=== GIVEN INSTRUCTION 1 ===
Please format every line of the camera-trap records below as a JSON list of strings, one string per line, with blank lines left out.

As an alumnus in economics (BSc, U. de Montréal, 2005), I must admit that I always try to keep myself updated with the Nobel Prize winners in economics. Switching from economics to marketing, was a hard but inevitable decision for me at the time, since the research I am currently conducting is related to economics, especially macroeconometrics, but it is not considered as part of economics, more precisely as part of marketing and strategy.

Thus, on this Canada’s Thanksgiving day, at 11AM this morning (5PM, Stockholm time, Sweden), I am happy to share the information that the Swedish Royal Academy of Sciences awarded the 2010 Nobel Prize in economics to Peter A. Diamond (Massachusetts Institute of Technology; USA), Dale T. Mortensen (Northwestern University; USA), and Christopher A. Pissarides (London School of Economics; Cyprus, UK) three researchers for their contributions in the analysis of markets with search frictions. Instead of repeating word by word what both of the recipients have to say, here are some links to some Nobel Prize winners information.

Professor Bertil Holmlund (left), Permanent secretary of the Royal Academy of Sciences Staffan Normark (center) and Professor Per Krusell announce the 2010 Nobel Prize in Economic Sciences on Monday October 11th in Stockholm, Sweden.
Professor Bertil Holmlund (left), Permanent secretary of the Royal Academy of Sciences Staffan Normark (center) and Professor Per Krusell announce the 2010 Nobel Prize in Economic Sciences on Monday October 11th in Stockholm, Sweden.

Diamond, Mortensen, and Pissarides 2010 Nobel Prize in Economics speed read
Diamond, Mortensen, and Pissarides 2010 Nobel Prize in Economics Prize Announcement
Diamond, Mortensen, and Pissarides 2010 Nobel Prize in Economics Press release

Here is also a list of past Nobel Prize winners in Economics from 1969 to 2009, with University of attachment when the prize was awarded, country of attachment (origins, work, etc…), and Curriculum Vitae in parentheses:

1969 – Ragnar Frisch (University of Oslo; Norway; CV), for having developed and applied dynamic models for the analysis of economic processes, and Jan Tinbergen (Netherlands School of Economics; Netherlands; CV).

1970 – Paul, A, Samuelson (Massachusetts Institute of Technology; USA; CV), for efforts to raise the level of scientific analysis in economic theory.

=== INPUT MATERIAL ===
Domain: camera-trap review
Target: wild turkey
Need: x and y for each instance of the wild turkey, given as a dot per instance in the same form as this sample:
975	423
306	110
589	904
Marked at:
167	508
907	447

=== GIVEN INSTRUCTION 2 ===
Retype the part of the Nobel Prize post above that opens with the words containing "1969 – Ragnar" and closes with "Economics; Netherlands; CV).".

=== COMPLETE ANSWER 1 ===
[
  "Domain: camera-trap review",
  "Target: wild turkey",
  "Need: x and y for each instance of the wild turkey, given as a dot per instance in the same form as this sample:",
  "975\t423",
  "306\t110",
  "589\t904",
  "Marked at:",
  "167\t508",
  "907\t447"
]

=== COMPLETE ANSWER 2 ===
1969 – Ragnar Frisch (University of Oslo; Norway; CV), for having developed and applied dynamic models for the analysis of economic processes, and Jan Tinbergen (Netherlands School of Economics; Netherlands; CV).